ECLI:NL:RBLIM:2025:4362

Rechtbank Limburg

Datum uitspraak
7 mei 2025
Publicatiedatum
7 mei 2025
Zaaknummer
11644503 CV EXPL 25-1779
Instantie
Rechtbank Limburg
Type
Uitspraak
Rechtsgebied
Civiel recht
Procedures
  • Kort geding
Rechters
Vindplaatsen
  • Rechtspraak.nl
AI samenvatting door LexboostAutomatisch gegenereerd

Kort geding over ontruiming van woonruimte wegens huurachterstand

In deze zaak heeft de kantonrechter van de Rechtbank Limburg op 7 mei 2025 uitspraak gedaan in een kort geding over de ontruiming van een woonruimte wegens huurachterstand. De eiser, vertegenwoordigd door mr. G. Vansant, heeft de gedaagden, [gedaagde sub 1] en [gedaagde sub 2], aangesproken op hun huurverplichtingen. De huurachterstand bedraagt € 10.350,00 tot en met maart 2025, met een maandelijkse huur van € 1.063,00 vanaf mei 2025. De gedaagden hebben verweer gevoerd, maar de kantonrechter heeft geoordeeld dat de huurachterstand niet gemotiveerd is betwist en dat de gedaagden tekort zijn geschoten in hun verplichtingen. De kantonrechter heeft geoordeeld dat de ontruiming van de woning gerechtvaardigd is, gezien de aanzienlijke huurachterstand en het gebrek aan concrete toezeggingen van de gedaagden om de achterstand in te lopen. De kantonrechter heeft de gedaagden veroordeeld tot ontruiming van de woning binnen veertien dagen na betekening van het vonnis, alsook tot betaling van de achterstallige huur, de maandelijkse huurtermijnen, buitengerechtelijke kosten en proceskosten. Het vonnis is uitvoerbaar bij voorraad verklaard.

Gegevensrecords

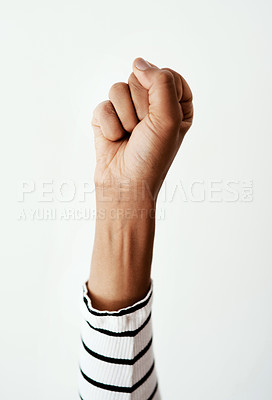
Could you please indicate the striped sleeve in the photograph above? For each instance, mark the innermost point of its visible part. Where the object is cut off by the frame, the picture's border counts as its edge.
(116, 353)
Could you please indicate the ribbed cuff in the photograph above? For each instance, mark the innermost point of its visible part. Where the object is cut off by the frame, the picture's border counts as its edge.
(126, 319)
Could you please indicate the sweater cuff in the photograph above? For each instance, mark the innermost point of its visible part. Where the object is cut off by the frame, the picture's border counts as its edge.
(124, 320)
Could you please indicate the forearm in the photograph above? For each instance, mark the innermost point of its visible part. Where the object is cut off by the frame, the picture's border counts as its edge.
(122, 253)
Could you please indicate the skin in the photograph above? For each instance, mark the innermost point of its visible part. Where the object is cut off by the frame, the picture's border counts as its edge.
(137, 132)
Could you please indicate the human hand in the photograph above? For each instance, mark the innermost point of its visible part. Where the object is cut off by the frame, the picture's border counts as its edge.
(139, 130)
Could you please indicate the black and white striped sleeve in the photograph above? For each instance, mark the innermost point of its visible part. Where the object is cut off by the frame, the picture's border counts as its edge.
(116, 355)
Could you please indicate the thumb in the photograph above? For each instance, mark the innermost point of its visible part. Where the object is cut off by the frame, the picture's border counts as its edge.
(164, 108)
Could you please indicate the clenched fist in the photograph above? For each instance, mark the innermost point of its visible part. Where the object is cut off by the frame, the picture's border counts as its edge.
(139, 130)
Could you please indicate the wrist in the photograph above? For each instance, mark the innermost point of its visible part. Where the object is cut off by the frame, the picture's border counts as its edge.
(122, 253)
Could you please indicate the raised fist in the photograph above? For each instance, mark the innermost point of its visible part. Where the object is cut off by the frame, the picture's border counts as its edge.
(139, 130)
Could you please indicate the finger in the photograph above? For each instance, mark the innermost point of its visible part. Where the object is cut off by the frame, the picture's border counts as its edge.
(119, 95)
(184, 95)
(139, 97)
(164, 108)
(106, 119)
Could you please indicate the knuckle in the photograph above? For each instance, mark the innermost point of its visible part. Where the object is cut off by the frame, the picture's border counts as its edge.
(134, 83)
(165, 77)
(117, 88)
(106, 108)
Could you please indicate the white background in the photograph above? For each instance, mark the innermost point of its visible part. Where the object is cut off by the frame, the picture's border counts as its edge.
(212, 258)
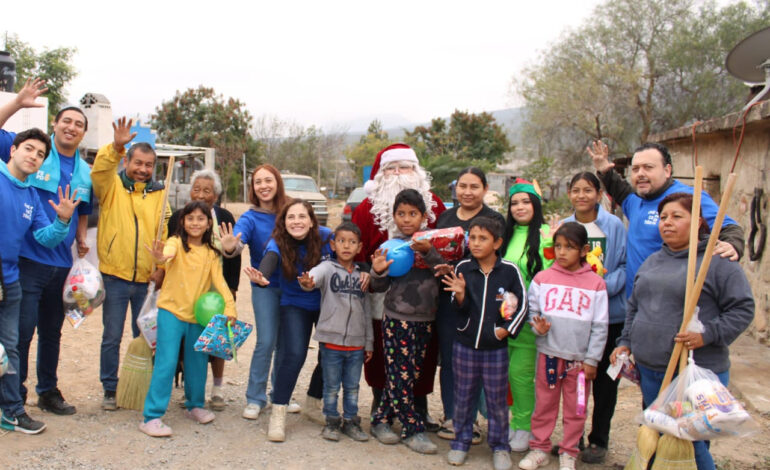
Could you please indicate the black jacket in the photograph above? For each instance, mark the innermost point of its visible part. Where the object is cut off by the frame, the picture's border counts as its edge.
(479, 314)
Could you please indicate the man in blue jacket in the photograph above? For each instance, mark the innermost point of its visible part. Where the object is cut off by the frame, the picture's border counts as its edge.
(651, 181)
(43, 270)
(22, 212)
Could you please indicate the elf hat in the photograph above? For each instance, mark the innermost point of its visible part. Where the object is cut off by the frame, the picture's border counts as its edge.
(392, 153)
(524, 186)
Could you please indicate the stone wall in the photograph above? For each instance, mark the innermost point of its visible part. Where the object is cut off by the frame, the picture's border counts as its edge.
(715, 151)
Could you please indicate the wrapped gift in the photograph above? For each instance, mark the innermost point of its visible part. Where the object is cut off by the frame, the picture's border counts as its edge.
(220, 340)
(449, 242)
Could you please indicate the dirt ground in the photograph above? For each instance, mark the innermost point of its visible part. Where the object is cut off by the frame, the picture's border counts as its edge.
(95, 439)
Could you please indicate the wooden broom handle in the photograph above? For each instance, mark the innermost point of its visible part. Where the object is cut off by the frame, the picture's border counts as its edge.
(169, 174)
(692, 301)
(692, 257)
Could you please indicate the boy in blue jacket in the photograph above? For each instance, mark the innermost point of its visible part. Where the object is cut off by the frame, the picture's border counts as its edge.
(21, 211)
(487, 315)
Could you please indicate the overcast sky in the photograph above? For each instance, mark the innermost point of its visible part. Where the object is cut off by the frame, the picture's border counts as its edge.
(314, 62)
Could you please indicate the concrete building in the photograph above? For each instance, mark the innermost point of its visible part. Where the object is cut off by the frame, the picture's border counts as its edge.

OPDRACHTEN:
(1) Kun je de bron over het kort geding wegens huurachterstand in twee zinnen samenvatten?
(2) Kun je het deel van de records herschalen dat opent met de regel met "Could you please indicate the dirt" en doorloopt tot en met het einde van de records? Geef al die regels volledig opnieuw, waarbij elke coördinaat met 0,2 wordt vermenigvuldigd en wordt afgerond op een geheel getal, met halven naar boven.

ANTWOORDEN:
(1) Op 7 mei 2025 deed de kantonrechter van de Rechtbank Limburg uitspraak in een kort geding over de ontruiming van een woonruimte wegens een huurachterstand van € 10.350,00 tot en met maart 2025, die de gedaagden niet gemotiveerd hadden betwist. De gedaagden werden veroordeeld tot ontruiming van de woning binnen veertien dagen na betekening van het vonnis en tot betaling van de achterstallige huur, de maandelijkse huurtermijnen, buitengerechtelijke kosten en proceskosten, en het vonnis werd uitvoerbaar bij voorraad verklaard.

(2)
Could you please indicate the dirt ground in the photograph above? For each instance, mark the innermost point of its visible part. Where the object is cut off by the frame, the picture's border counts as its edge.
(19, 88)
Could you please indicate the wooden broom handle in the photograph above? For each instance, mark the innermost point of its visible part. Where the object is cut off by the frame, the picture's border counts as its edge.
(34, 35)
(138, 60)
(138, 51)
Could you please indicate the boy in blue jacket in the photograph above? For each instance, mark the innermost point of its visible part. Where the object is cut off by the frame, the picture's border counts as its edge.
(4, 42)
(97, 63)
Could you please indicate the overcast sky in the photograph above? For each instance, mark the innermost point of its visible part. Where the object is cut off by the frame, the picture's border counts as its edge.
(63, 12)
Could you please indicate the concrete building in the photograph above? For each instance, mark the innermost point of its visible part. Where the object is cut off by the frame, the picture's border counts as its edge.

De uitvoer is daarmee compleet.